→ Records for processing
□ □ □ □ □ □ □

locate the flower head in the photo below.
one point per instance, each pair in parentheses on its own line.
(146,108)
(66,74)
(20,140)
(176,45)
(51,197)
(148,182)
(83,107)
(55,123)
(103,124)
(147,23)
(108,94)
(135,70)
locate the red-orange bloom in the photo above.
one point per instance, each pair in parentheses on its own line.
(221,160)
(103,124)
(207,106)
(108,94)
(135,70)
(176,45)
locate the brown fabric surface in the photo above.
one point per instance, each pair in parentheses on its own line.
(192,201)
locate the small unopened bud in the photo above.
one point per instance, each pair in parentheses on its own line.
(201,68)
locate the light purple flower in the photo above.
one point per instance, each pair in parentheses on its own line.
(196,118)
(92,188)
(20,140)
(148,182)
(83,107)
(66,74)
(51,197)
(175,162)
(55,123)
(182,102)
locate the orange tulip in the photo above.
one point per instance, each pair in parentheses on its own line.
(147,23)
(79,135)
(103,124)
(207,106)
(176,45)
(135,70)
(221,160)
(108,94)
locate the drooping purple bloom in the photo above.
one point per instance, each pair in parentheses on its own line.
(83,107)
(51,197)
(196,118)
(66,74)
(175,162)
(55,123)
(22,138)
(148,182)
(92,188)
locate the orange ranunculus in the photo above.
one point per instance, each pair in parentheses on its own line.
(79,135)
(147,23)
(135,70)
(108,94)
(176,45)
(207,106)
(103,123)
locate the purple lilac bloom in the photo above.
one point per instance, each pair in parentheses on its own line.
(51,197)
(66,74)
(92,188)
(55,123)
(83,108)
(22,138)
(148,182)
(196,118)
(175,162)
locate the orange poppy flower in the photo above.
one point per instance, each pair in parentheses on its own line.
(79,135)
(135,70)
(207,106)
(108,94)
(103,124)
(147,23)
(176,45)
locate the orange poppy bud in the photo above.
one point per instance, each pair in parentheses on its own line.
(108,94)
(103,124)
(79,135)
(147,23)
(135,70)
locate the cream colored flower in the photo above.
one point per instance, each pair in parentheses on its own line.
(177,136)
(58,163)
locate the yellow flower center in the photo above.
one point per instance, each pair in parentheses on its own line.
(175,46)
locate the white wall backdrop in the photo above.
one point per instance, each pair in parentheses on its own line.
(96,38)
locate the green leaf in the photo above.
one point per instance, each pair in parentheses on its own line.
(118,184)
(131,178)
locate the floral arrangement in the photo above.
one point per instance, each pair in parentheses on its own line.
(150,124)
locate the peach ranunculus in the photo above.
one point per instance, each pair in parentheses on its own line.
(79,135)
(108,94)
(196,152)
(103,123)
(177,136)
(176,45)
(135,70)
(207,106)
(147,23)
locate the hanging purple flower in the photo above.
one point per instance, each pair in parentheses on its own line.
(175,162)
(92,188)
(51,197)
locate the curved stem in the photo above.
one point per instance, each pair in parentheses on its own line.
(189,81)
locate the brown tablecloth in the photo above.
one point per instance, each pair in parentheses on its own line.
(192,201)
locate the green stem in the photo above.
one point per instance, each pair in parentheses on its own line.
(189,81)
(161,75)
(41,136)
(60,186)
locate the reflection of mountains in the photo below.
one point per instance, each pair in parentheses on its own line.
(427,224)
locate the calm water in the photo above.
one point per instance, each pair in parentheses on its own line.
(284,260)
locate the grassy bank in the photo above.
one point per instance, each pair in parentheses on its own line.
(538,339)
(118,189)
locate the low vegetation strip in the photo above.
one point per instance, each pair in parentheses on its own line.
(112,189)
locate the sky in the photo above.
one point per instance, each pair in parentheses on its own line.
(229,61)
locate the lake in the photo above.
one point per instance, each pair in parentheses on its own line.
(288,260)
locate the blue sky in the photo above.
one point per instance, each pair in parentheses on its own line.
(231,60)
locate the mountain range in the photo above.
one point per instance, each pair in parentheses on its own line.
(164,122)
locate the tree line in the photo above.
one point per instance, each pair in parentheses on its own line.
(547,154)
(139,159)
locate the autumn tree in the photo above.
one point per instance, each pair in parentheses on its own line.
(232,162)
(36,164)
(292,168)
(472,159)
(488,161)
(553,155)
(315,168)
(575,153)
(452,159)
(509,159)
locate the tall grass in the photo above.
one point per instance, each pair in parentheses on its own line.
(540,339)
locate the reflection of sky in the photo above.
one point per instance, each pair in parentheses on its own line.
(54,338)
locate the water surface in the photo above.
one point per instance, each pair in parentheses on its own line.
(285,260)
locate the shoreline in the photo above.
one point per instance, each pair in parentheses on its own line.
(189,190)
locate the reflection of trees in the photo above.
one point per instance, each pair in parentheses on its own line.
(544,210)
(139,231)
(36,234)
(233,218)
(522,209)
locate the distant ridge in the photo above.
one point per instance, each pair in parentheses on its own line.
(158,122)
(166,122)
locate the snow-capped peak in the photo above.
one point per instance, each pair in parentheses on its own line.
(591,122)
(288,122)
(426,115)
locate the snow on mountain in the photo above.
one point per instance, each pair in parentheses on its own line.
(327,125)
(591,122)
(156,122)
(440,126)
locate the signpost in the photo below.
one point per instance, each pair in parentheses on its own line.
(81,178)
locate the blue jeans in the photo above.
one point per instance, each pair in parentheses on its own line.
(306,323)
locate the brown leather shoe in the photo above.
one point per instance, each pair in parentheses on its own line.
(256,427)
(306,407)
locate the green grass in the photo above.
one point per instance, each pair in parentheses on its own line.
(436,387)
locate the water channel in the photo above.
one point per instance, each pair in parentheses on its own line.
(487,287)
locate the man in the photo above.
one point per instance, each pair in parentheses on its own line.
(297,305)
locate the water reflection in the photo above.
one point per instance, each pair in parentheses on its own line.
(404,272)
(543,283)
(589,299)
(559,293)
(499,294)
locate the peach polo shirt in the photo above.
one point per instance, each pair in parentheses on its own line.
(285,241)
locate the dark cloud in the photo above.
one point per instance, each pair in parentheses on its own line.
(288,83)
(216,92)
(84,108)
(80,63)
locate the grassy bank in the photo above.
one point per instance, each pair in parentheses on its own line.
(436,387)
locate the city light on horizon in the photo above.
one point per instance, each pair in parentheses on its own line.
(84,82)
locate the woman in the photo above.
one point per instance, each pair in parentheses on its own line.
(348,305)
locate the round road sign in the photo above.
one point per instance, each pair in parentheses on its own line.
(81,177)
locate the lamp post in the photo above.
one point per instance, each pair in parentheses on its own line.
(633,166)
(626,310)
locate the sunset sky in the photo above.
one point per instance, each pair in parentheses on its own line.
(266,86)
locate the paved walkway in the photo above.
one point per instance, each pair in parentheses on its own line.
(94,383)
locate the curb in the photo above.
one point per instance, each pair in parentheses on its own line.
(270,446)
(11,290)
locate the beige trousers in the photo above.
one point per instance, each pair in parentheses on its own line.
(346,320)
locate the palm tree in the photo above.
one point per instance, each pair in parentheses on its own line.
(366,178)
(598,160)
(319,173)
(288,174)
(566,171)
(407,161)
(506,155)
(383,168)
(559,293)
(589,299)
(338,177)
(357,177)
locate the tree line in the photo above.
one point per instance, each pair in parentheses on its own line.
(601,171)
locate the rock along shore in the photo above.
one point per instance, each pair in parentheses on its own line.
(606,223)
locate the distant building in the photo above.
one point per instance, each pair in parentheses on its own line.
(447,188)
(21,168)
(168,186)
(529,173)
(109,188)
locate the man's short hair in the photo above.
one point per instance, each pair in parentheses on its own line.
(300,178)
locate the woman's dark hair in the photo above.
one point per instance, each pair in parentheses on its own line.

□ □ □ □ □ □ □

Rewrite the data from the line with "locate the curb in the photo above." through the end, putting "far-off building" in place of "distant building" and leaving everything else the same.

→ In response
locate the curb in the photo above.
one point per instance, each pair in parentheses on its own line.
(270,446)
(11,290)
locate the beige trousers in the photo above.
one point per instance, each pair in parentheses on its own line.
(346,320)
locate the palm tree in the photo above.
one point per instance, each pair in parentheses on its own line.
(366,178)
(598,160)
(319,173)
(288,174)
(566,171)
(407,161)
(506,155)
(383,168)
(559,293)
(589,299)
(338,177)
(357,177)
locate the tree line in the photo above.
one point per instance, each pair in parentheses on its own line.
(601,171)
locate the rock along shore in the photo above.
one point per instance, each pair in parentheses on its own line.
(606,223)
locate the far-off building in the photo above.
one point per instance, each pair in parentheses on its own line.
(447,188)
(21,168)
(168,186)
(529,173)
(109,188)
locate the man's short hair in the photo above.
one point per instance, each pair in parentheses on its own line.
(300,178)
locate the woman's dark hair in the photo above.
one point per instance, each pair in parentheses on its own line.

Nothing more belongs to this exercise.